Provided passage:
No, I appreciate you letting me off easy by framing it as semantics, but now that you point it out, you are absolutely correct and my referencing online misinformation as ‘data’ is a misnomer, if not clearly and completely wrong.
Well, people are treating conspiranoia as if it is data, as in, “There are all these studies…” The problem is, of course, that they generally cannot produce the studies, or if they can they are completely misinterpreting the results. Not so much a problem with “toxic doses of data” as much as “toxic doses of bullshit”, but unless the hypothetical consumer of information understands the difference and has the tools to question it, they can’t distinguish one from the other. It’s like the moon landing hoaxers who will shove pages of calculations ‘proving’ why NASA couldn’t have sent astronauts to the Moon which looks impressive to anyone not conversant with orbital mechanics but is evident garbage to anyone who is.
Stranger
I do think there is an interesting conversation in this sentence as I own and have read and enjoyed Weapons of Math Destruction.
But even in that area, the problem isn’t really the volumes of data, it’s mostly just that completely innocent models inherit the bias in the data they are fed and then propagate that bias forward. We practitioners in that space need to always be aware of this sort of thing and try to eliminate it wherever possible and speak to it when not.
In a predictive model that attempts to predict criminal drug use (not that I’m advocating for such a thing, but I can almost guarantee you that someone is building or has built this model), taking all of the drug crime data and feeding it into the model is going to show a much higher propensity for the perpetrator to be black. That could easily come from police focusing on certain areas when fighting drug crimes or courts more strongly convicting black people for no reason other than race. So, if we assume that criminal drug use (not arrests or convictions) is proportionally distributed among races (and I’ve seen no compelling counter evidence), then while the model builder could be completely innocent, the model would have a built-in bias, causing the department to dedicate their resources in the same areas that caused the bias in the first place.
That sort of thing is a real issue and has highly important repercussions if not dealt with, but again, it is a data quality problem, not a data volume problem.
And I forget this earlier.
![]()
Please tell this to my sister-in-law!
Data is often viewed as the raw material, so any manipulation by some black box algorithm that produces a result can be characterized as due to the process, not the data, certainly not the volume of data. (Data is an independent variable subject to some function). But is this always so?
Such a result might be subject to whatever assumptions were used to produce it, and this criticism is said to also apply to AI as mentioned above.
Your senses rely on proven (but complex and barely known) heuristics automatically ignoring most of the inputs (the data depends on the function). You do not pay attention to most of the background noise or available visual detail - but still pick out the conversation mentioning a subject of interest or possibly miss (as per the Internet meme) the guy dressed up as an ape while counting basketballs (or whatever it was).
Some surveys seem to ask more and more invasive questions leading to the impression that the survey is not the goal. No wonder people are increasingly reluctant to complete election polls. In this case, data quality and volume are both the issue.
Again, I haven’t seen a single example in this thread where too much data was in any way toxic or the cause of an issue. I’ll happily look at any examples anyone can bring forth, but so far have seen zero. People will say that overfitting is caused by too much data. Not only are those people wrong about the cause, one of the first solutions offered to counter overfitting is to get more data.

Work to complete:
a - In the forum thread on data, why would a model that predicts criminal drug use carry a built-in bias even if its builder is innocent? Answer in one to three sentences.
b - Answer these questions from the forum thread on data:
(i) Which book does one writer say they own and have enjoyed?
(ii) According to the thread, what do moon landing hoaxers use to "prove" that NASA couldn't have sent astronauts to the Moon?
(iii) What is given as one of the first solutions for countering overfitting?

Data:
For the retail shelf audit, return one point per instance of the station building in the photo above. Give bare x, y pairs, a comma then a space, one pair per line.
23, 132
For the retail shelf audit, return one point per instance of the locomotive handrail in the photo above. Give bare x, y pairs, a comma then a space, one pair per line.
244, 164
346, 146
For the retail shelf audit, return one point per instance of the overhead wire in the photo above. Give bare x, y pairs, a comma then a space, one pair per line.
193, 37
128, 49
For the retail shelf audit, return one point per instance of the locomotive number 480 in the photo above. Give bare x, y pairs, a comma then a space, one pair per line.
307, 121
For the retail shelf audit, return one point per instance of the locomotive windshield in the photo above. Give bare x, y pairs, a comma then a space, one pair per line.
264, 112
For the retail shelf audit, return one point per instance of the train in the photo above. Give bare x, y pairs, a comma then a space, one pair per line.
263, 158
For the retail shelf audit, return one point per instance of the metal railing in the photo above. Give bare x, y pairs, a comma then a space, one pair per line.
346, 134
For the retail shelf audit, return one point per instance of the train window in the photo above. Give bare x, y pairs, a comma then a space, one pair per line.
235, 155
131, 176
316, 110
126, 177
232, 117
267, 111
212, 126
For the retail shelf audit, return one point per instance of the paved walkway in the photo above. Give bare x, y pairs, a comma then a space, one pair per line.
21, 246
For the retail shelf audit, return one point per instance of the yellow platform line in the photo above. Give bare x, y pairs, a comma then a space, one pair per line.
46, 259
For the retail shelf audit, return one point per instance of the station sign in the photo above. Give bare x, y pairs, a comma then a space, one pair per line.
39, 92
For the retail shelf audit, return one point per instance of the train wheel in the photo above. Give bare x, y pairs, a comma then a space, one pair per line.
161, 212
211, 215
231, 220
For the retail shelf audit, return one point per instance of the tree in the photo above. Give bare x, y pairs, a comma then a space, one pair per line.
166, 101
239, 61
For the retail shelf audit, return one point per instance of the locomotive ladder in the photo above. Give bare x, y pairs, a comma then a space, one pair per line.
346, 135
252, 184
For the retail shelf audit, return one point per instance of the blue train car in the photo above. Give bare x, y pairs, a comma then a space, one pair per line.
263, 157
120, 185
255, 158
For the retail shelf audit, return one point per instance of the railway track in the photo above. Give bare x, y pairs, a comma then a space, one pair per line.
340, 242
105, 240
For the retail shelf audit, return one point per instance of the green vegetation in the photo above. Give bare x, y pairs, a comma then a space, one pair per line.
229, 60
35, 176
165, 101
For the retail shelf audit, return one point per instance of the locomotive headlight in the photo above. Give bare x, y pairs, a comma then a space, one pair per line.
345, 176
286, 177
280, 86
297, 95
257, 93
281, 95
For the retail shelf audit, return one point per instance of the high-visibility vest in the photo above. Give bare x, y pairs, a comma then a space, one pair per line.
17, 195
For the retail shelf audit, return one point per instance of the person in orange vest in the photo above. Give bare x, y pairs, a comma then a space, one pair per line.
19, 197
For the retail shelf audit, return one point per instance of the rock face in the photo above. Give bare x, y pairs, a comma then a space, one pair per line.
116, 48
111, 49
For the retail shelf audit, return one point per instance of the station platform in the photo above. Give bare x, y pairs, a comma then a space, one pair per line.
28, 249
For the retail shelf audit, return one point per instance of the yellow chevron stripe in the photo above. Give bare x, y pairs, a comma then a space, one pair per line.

Expected responses:
a - The drug crime data fed into it could reflect police focusing on certain areas or courts convicting black people more strongly because of race. The model would inherit that bias and lead the department to put its resources into the same areas that caused the bias.

b -
(i) Weapons of Math Destruction.
(ii) Pages of calculations.
(iii) Getting more data.